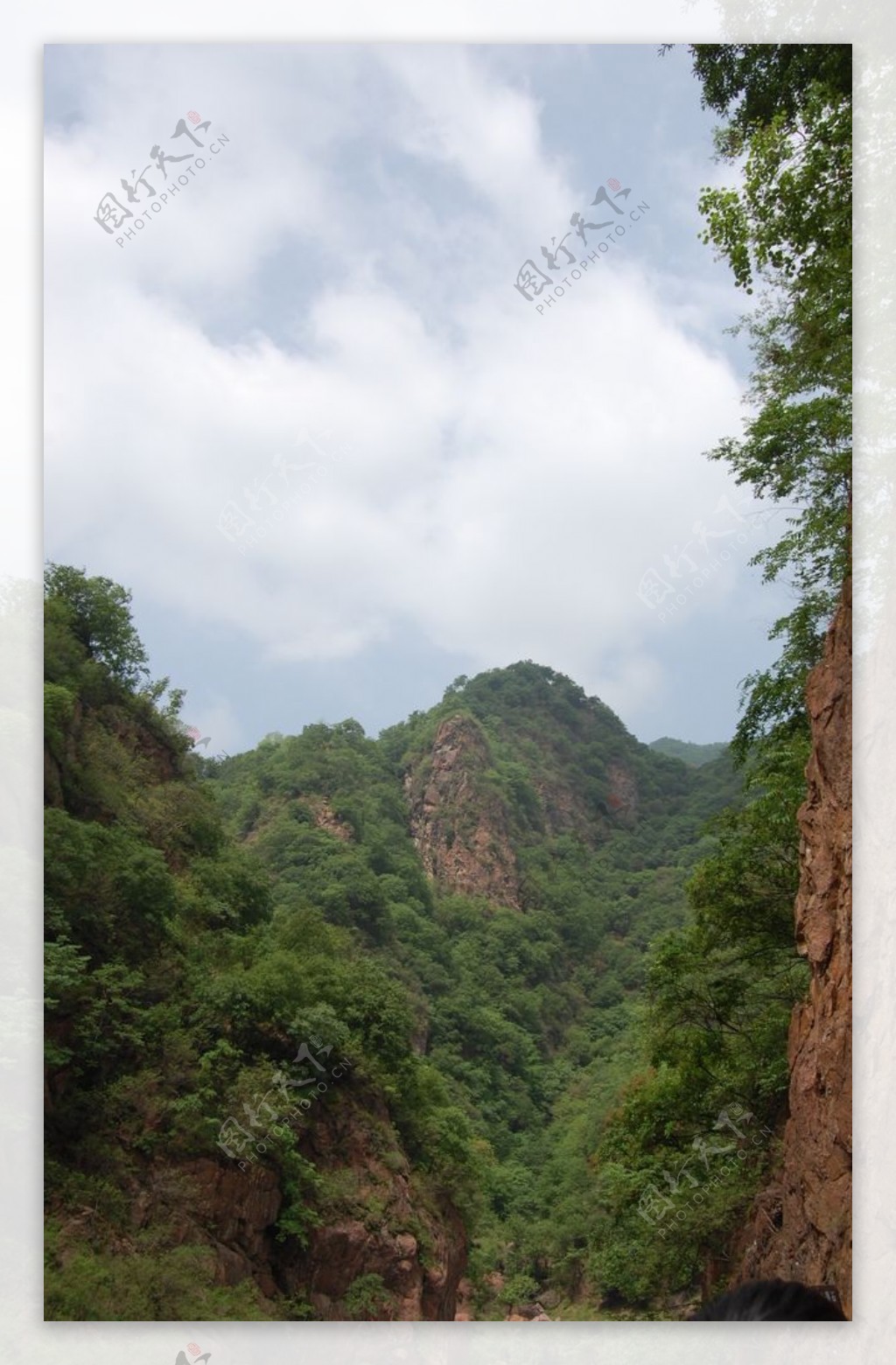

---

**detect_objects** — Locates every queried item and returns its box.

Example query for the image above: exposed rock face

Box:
[304,795,354,844]
[132,1092,467,1321]
[733,583,852,1316]
[404,715,521,909]
[606,763,638,824]
[282,1094,467,1321]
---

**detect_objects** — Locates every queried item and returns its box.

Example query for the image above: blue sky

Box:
[46,44,788,752]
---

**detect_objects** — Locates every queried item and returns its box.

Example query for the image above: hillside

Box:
[650,734,728,767]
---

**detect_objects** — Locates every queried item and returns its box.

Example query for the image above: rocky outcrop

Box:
[404,715,521,909]
[606,763,638,826]
[132,1085,467,1321]
[732,583,852,1316]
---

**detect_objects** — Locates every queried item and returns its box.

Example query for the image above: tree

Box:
[44,564,149,690]
[691,44,852,763]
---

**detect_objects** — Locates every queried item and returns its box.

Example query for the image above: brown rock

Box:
[732,583,852,1317]
[404,715,521,909]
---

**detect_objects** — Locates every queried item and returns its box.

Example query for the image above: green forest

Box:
[46,45,850,1321]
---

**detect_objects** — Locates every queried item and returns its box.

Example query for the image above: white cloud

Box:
[46,49,770,729]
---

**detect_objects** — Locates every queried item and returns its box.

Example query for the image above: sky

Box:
[46,44,789,753]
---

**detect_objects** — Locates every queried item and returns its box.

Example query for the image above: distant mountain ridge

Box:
[648,734,728,767]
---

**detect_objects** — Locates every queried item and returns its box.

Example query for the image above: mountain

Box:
[650,734,728,767]
[46,570,775,1320]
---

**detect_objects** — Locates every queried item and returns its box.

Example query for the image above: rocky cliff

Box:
[128,1082,467,1321]
[732,583,852,1316]
[404,715,521,909]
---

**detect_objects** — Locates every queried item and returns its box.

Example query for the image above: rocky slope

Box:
[732,583,852,1316]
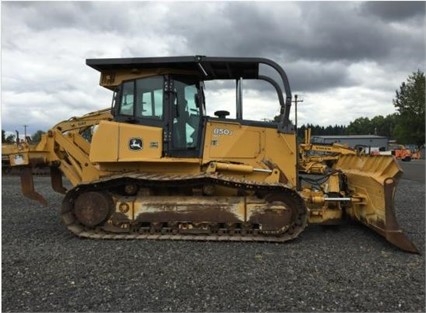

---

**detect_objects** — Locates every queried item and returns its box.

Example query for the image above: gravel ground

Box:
[2,176,425,312]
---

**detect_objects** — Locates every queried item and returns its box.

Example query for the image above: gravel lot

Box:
[2,176,425,312]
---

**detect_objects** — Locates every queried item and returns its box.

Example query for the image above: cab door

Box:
[165,77,204,158]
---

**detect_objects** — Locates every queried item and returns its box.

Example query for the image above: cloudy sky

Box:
[1,1,426,134]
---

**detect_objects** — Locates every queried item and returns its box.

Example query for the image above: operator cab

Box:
[86,56,294,157]
[112,75,205,156]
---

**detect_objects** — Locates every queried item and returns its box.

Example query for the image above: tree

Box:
[393,70,425,147]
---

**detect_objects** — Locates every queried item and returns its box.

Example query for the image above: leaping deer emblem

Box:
[129,138,142,150]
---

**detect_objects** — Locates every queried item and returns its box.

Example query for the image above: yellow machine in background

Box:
[1,56,417,252]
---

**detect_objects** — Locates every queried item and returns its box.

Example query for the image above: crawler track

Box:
[61,173,307,242]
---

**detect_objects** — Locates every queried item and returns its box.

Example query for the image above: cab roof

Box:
[86,55,268,80]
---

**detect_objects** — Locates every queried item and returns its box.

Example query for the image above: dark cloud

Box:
[361,1,426,22]
[1,1,426,132]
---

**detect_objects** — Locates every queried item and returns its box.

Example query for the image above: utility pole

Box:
[24,125,28,141]
[293,95,303,136]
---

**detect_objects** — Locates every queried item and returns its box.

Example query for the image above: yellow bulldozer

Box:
[0,56,418,252]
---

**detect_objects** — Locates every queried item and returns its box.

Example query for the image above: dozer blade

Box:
[21,166,47,206]
[335,155,419,253]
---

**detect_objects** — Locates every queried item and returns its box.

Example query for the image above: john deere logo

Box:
[129,138,143,150]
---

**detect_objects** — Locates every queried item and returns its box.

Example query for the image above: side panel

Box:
[118,123,163,162]
[202,120,297,187]
[90,121,163,163]
[204,121,262,160]
[89,121,119,163]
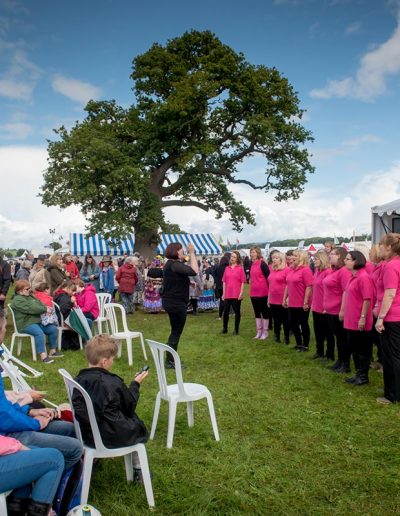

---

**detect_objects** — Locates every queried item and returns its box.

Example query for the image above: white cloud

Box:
[0,122,33,140]
[310,16,400,101]
[344,21,362,36]
[52,75,101,104]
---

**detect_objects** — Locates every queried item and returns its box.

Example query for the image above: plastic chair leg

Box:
[150,393,161,439]
[167,401,176,448]
[137,444,155,507]
[139,333,147,362]
[124,453,133,482]
[207,394,219,441]
[81,450,93,505]
[126,338,133,366]
[186,401,194,426]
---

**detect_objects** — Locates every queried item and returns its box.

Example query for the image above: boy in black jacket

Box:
[73,335,148,482]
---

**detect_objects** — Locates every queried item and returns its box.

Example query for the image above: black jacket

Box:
[72,367,148,448]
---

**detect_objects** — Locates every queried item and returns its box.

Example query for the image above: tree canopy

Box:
[42,31,313,252]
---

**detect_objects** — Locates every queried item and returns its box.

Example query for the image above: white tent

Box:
[371,199,400,244]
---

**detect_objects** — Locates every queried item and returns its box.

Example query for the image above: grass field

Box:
[6,290,400,516]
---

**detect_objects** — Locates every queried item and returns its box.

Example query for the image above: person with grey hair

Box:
[15,260,32,281]
[115,256,138,314]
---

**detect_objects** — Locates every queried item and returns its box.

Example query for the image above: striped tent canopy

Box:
[157,233,222,254]
[69,233,221,256]
[69,233,135,256]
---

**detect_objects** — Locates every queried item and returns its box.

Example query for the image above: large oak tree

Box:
[42,31,313,254]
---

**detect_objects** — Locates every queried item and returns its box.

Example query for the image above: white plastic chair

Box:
[0,344,43,378]
[105,303,147,365]
[0,359,57,410]
[58,369,154,507]
[93,292,111,335]
[0,491,11,516]
[146,339,219,448]
[53,301,83,351]
[8,305,37,362]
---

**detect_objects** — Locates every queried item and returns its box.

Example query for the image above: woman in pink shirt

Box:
[221,251,246,335]
[250,247,269,340]
[283,250,313,351]
[343,251,374,385]
[268,251,290,344]
[375,233,400,404]
[322,247,351,373]
[311,250,335,360]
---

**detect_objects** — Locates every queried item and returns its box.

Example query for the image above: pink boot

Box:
[258,319,269,340]
[253,319,263,339]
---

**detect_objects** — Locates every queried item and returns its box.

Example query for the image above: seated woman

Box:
[54,280,80,350]
[0,435,64,515]
[75,280,100,328]
[10,280,59,364]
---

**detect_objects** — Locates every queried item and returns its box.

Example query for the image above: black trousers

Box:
[250,296,269,319]
[289,307,310,348]
[381,322,400,401]
[163,302,187,360]
[326,314,351,364]
[313,312,335,360]
[223,299,242,333]
[269,305,290,339]
[346,330,372,378]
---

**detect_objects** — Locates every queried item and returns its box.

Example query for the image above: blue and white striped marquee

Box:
[69,233,222,256]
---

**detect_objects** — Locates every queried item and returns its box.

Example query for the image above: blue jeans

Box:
[0,448,64,503]
[21,324,58,353]
[7,421,83,469]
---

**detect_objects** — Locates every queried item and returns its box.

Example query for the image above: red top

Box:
[64,262,81,280]
[250,258,268,297]
[343,268,374,331]
[311,269,332,314]
[222,265,246,299]
[286,265,313,308]
[322,267,352,315]
[378,256,400,322]
[268,267,290,305]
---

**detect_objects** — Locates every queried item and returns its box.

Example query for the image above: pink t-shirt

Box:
[379,256,400,322]
[311,269,332,314]
[343,268,374,331]
[322,267,351,315]
[222,265,246,299]
[250,258,268,297]
[268,267,290,305]
[286,265,313,308]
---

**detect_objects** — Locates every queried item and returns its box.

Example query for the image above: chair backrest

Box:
[104,303,129,334]
[58,369,108,451]
[96,292,111,317]
[146,339,186,397]
[7,305,18,332]
[53,301,64,328]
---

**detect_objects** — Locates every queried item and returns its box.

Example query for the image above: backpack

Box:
[53,459,83,516]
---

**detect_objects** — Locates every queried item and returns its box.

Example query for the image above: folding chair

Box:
[146,339,219,448]
[58,369,154,507]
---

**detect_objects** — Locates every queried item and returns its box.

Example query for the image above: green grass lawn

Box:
[6,292,400,516]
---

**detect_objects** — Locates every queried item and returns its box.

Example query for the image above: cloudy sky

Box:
[0,0,400,248]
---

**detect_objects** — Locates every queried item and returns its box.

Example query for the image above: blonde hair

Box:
[272,251,286,271]
[85,335,118,366]
[379,233,400,254]
[314,249,331,271]
[293,249,309,265]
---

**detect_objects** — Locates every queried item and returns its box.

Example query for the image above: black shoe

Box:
[352,376,369,385]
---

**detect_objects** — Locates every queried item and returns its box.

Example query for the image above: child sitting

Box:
[72,335,148,482]
[75,280,100,327]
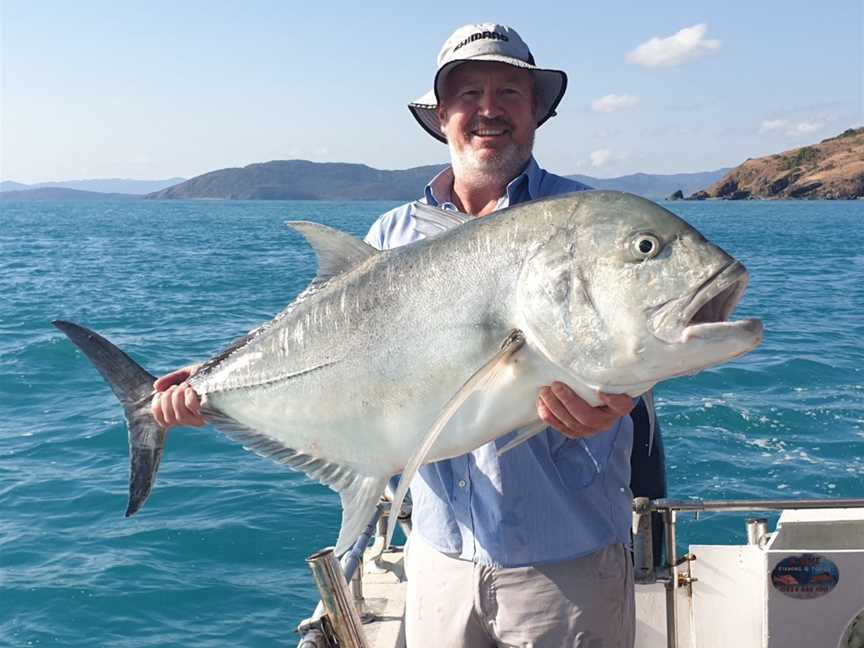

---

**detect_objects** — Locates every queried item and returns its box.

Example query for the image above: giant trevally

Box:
[55,191,762,553]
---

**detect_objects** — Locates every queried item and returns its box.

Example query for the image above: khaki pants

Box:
[405,534,635,648]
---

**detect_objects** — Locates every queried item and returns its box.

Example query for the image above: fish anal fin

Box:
[202,404,389,555]
[335,475,389,556]
[384,329,525,547]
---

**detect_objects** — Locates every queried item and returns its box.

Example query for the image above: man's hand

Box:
[150,365,205,429]
[537,381,636,439]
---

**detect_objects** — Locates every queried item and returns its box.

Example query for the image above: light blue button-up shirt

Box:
[366,158,633,567]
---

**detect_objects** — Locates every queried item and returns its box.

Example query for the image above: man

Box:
[153,24,653,648]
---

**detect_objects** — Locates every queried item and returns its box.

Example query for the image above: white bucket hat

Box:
[408,23,567,143]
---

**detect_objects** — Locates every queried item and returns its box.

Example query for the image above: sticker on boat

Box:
[771,554,840,599]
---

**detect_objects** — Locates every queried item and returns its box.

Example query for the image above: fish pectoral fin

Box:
[412,202,472,238]
[285,221,378,287]
[497,421,548,457]
[335,475,390,556]
[384,329,525,547]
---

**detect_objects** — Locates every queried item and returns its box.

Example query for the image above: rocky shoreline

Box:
[667,128,864,200]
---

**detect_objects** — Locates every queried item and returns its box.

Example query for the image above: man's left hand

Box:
[537,381,636,439]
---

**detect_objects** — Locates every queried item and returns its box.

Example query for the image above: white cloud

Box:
[759,119,788,133]
[759,119,825,137]
[591,94,639,112]
[786,121,825,135]
[627,24,720,67]
[588,149,612,168]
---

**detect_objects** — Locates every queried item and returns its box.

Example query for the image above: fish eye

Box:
[631,232,662,261]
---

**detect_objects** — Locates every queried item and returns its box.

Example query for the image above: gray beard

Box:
[449,134,534,187]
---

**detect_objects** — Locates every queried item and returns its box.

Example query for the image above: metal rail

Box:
[648,498,864,648]
[297,478,411,648]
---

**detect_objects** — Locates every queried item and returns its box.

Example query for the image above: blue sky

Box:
[0,0,864,183]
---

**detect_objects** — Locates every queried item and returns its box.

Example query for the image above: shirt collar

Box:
[424,155,541,209]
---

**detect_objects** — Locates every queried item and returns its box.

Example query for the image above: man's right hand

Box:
[150,365,205,429]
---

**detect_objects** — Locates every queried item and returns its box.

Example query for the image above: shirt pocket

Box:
[552,437,601,490]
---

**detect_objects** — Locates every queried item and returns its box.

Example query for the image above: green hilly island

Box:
[690,128,864,200]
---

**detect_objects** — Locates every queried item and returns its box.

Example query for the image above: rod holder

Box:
[306,548,368,648]
[633,497,657,585]
[747,518,768,546]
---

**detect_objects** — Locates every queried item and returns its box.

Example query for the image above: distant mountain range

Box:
[690,128,864,200]
[0,160,748,201]
[567,167,731,200]
[140,160,729,200]
[147,160,444,200]
[0,187,144,202]
[0,178,186,196]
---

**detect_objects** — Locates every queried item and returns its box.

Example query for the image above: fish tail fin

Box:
[52,320,167,517]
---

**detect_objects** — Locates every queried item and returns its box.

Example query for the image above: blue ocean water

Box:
[0,201,864,647]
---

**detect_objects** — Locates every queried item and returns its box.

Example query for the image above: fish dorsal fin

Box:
[285,221,378,286]
[497,421,548,457]
[384,329,525,547]
[412,202,472,238]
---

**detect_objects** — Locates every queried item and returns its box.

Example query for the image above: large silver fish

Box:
[55,192,762,553]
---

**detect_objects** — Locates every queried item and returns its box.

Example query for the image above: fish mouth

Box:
[651,261,762,346]
[681,261,748,342]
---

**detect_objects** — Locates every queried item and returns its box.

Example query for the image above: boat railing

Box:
[297,492,864,648]
[633,497,864,648]
[297,480,411,648]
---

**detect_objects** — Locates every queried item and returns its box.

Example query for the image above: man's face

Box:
[438,61,537,182]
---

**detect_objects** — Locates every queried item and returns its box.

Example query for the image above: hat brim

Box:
[408,54,567,144]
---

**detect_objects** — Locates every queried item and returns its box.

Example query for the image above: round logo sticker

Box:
[771,554,840,599]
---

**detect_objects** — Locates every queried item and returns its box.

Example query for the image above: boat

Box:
[298,491,864,648]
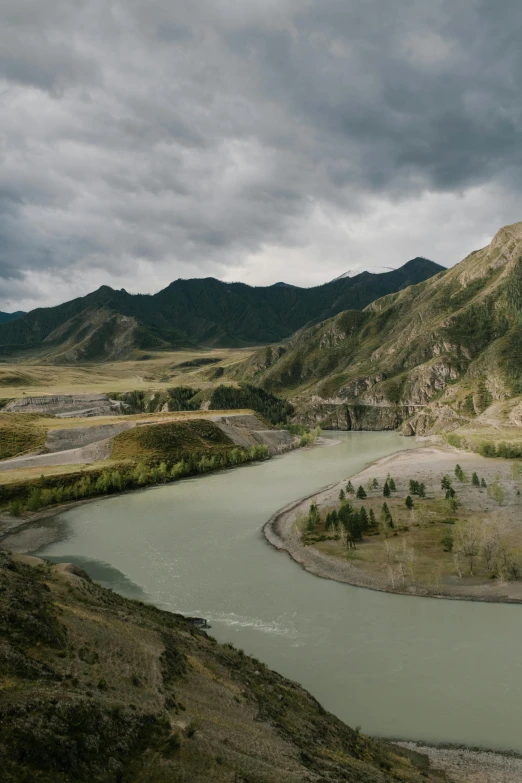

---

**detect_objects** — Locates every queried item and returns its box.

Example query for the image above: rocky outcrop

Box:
[45,421,136,452]
[212,414,297,455]
[296,398,415,432]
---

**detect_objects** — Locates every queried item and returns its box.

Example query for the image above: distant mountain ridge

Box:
[0,310,26,324]
[233,222,522,434]
[0,258,444,363]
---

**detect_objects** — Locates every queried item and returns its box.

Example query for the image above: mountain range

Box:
[0,310,25,324]
[234,223,522,433]
[0,258,443,363]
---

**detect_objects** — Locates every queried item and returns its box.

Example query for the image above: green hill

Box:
[0,258,442,363]
[235,223,522,433]
[0,551,448,783]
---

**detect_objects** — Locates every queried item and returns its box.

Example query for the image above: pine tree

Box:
[440,476,451,489]
[27,487,42,511]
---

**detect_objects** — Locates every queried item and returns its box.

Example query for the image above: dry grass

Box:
[0,413,47,459]
[0,348,254,399]
[0,459,125,485]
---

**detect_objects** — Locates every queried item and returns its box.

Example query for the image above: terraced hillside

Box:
[0,552,448,783]
[231,223,522,433]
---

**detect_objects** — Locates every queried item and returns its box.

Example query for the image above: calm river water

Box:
[38,432,522,752]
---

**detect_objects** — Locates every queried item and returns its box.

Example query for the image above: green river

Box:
[34,432,522,752]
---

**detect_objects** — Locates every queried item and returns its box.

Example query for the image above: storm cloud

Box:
[0,0,522,309]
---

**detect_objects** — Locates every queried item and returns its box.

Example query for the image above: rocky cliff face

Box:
[234,223,522,434]
[298,397,413,432]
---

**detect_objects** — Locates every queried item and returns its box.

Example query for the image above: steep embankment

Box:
[0,552,447,783]
[234,223,522,434]
[0,412,296,472]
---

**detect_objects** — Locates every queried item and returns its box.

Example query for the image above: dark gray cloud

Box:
[0,0,522,308]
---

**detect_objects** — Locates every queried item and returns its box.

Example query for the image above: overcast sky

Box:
[0,0,522,310]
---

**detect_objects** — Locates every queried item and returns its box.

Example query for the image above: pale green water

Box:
[35,433,522,751]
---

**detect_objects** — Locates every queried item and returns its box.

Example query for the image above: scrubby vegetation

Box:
[298,462,522,593]
[0,444,270,517]
[0,552,445,783]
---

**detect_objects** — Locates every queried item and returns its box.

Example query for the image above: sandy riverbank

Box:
[396,742,522,783]
[264,445,522,602]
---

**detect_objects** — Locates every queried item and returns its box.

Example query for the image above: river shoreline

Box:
[0,437,339,554]
[263,445,522,604]
[387,740,522,783]
[4,439,522,772]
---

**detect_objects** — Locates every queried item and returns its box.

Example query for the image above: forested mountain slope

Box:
[236,223,522,431]
[0,258,443,362]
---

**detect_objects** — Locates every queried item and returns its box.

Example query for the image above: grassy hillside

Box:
[0,258,442,364]
[232,223,522,438]
[0,552,446,783]
[0,413,47,459]
[112,419,233,462]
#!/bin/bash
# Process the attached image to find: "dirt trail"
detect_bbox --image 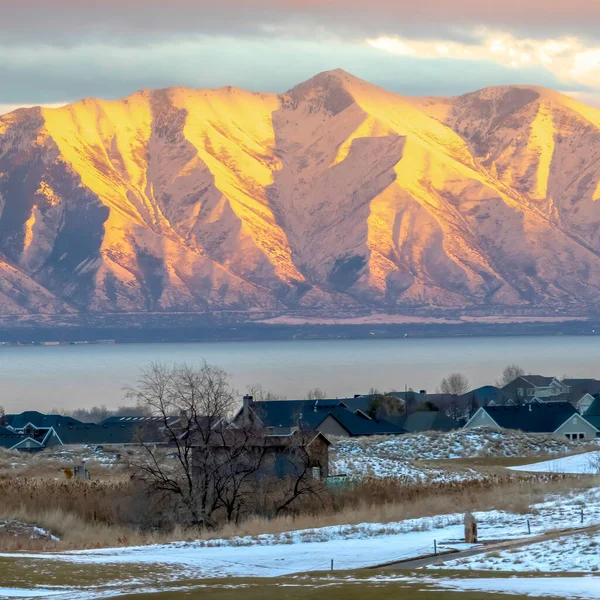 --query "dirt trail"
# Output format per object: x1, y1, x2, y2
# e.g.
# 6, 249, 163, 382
369, 525, 600, 570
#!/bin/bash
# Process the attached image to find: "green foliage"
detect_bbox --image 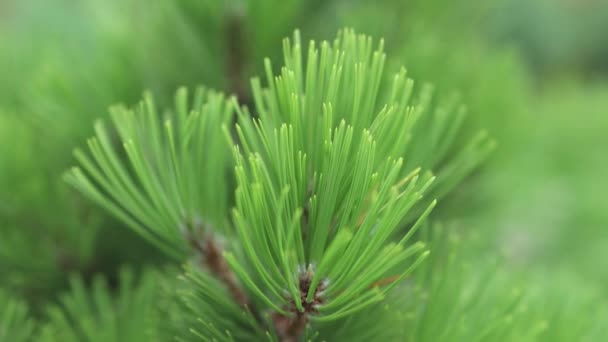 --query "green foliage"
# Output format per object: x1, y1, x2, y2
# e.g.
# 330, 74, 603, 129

※ ※ ※

**What is needed:** Please locate every line in the records that contains the word "find" with matching case, and copy each of those lines.

**Completed task:**
# Process the attached image to find: "dirt trail"
# Process the attached image to find: "green foliage"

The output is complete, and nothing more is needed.